Data drawn from a collection
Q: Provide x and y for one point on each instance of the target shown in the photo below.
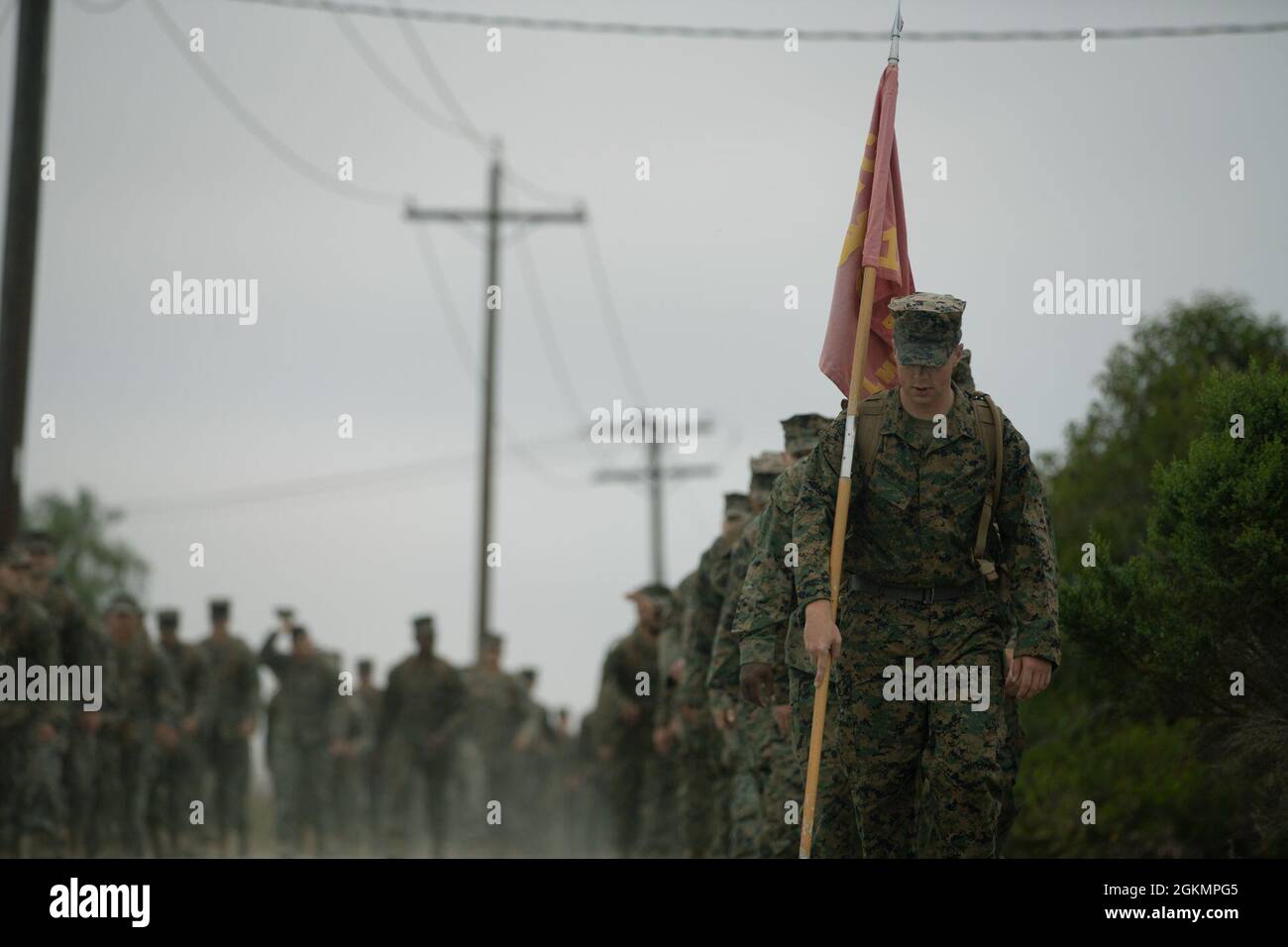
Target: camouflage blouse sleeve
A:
(699, 630)
(767, 591)
(1028, 553)
(722, 672)
(811, 525)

**Stated task**
Reproduce the lines above, renaming "blouse" to "jacket" and keeping everything else unchanged. Omit the pictures from your answer.

**Solution**
Q: Provide x and y for one point on each instance of the target shown in the photo below.
Target: camouflage jacket sleeve
A:
(699, 630)
(767, 591)
(1028, 553)
(722, 672)
(811, 525)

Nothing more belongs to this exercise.